--- begin Entries ---

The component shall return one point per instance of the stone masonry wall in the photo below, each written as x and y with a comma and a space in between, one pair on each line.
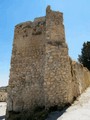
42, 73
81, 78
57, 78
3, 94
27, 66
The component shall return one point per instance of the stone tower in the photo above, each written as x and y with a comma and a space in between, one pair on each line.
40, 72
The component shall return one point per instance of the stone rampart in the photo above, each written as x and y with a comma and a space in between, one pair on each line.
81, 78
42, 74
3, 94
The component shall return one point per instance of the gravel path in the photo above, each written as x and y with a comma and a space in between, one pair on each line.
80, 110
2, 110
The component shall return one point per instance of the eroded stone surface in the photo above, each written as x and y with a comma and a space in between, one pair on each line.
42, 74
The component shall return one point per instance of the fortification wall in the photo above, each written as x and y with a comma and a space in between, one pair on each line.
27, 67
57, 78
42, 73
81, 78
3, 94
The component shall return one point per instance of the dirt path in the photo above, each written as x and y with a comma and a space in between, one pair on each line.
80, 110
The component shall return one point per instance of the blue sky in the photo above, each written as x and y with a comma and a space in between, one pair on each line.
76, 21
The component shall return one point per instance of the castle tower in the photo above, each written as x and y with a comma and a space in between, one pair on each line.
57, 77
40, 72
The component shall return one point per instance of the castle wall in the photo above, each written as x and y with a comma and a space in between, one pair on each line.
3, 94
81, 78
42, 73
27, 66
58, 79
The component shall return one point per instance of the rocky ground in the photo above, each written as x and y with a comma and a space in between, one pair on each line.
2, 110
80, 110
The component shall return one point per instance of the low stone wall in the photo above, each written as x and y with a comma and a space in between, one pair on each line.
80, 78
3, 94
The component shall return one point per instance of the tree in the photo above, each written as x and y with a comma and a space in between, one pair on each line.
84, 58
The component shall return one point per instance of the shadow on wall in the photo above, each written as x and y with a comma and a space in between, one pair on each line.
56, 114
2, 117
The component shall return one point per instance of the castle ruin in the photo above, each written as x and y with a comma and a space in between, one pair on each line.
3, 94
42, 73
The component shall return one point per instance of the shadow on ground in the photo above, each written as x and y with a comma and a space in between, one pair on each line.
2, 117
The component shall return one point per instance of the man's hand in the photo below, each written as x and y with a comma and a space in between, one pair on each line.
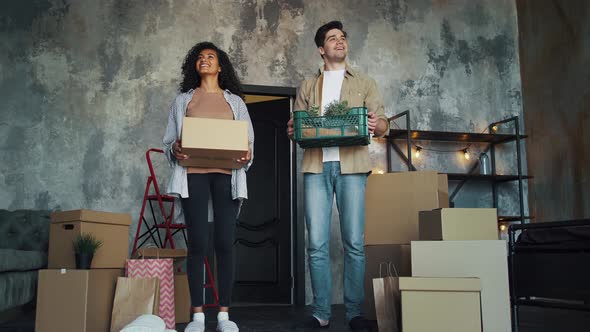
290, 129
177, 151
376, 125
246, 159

--- end Entries ---

* **Problem details**: Substitute "one pair per line" for "one pair on each line" throughout the items above, keep everything else the same, and leave the pictures out.

* **Exercise solution**:
The component shall return one point per instance of the stone masonry wall in the photo below, each written as x and y with a comma and a space in between, one pair per line.
42, 73
81, 78
57, 78
3, 94
27, 66
The component shall return one point per instance of the stone tower in the photo above, each written as x and y with a comma and a space in between, one pair per line.
40, 72
The component shall return one point per instance of the stone rampart in the photo above, each written as x and y with a comma and a space in between, one pair per line.
81, 78
42, 74
3, 94
The component shall return one point per instance of the gravel path in the photo above, each written as x and y with a comma and a space in between, one pair per line.
80, 110
2, 110
The component shall return one point per instance of the eroded stone surface in the photo above, each written as x and y with a comma and a space in between, one pair per line.
42, 74
The component shall return one point per instance of the fortification wall in the photo above, each written as x and y with a comma and a space in between, one pair per line.
27, 67
57, 78
42, 73
81, 78
3, 94
The component shall return one point per instance of the dirt path in the photo above, each written as x and y with a comma and a space in between, one pair per line.
80, 110
The component shall return one point per instance of the blue sky in the photo above, each written as x and y with a comma and a space in between, one pair per line.
76, 21
The component shall return one point per instance of the castle tower in the photo above, each written as x and y with a comma and a space in between, one pair per line.
57, 77
40, 72
The component shall return one point per instance of the castle wall in the photo above, each written as x and y with a comma and a space in between, one pair per line.
3, 94
81, 78
42, 73
27, 66
58, 79
The component shall return one point per instance of the rocky ground in the photo above, each written as x and y with a comma and a space in between, one pair per line.
2, 110
80, 110
The component shall return one point per instance of the low stone wall in the photo above, each written as x and y with a comma and a space in between, one pair per line.
80, 78
3, 94
The component shall return one point per instance of the tree in the photo above, each written as x and y with a comma and a space in between, one pair per line.
84, 58
The component shall return one point per instance of the shadow on wall in the photo above, each written as x and y with a comma and a space in between, one pair per line.
56, 114
2, 117
The component shall return one point per instance of the castle ruin in the photo above, each written as x and y with a comma and a space in between, one pair per line.
3, 94
42, 73
The component shall return one point per instance of the shadow on ground in the photo above, each written as x and y with a comma and a space in between, one pair per line.
2, 117
The component shall return one point per instance of the man's hand in the photo below, each written as x and y with a comma and a space in between, one pair per line.
290, 129
177, 151
376, 125
246, 159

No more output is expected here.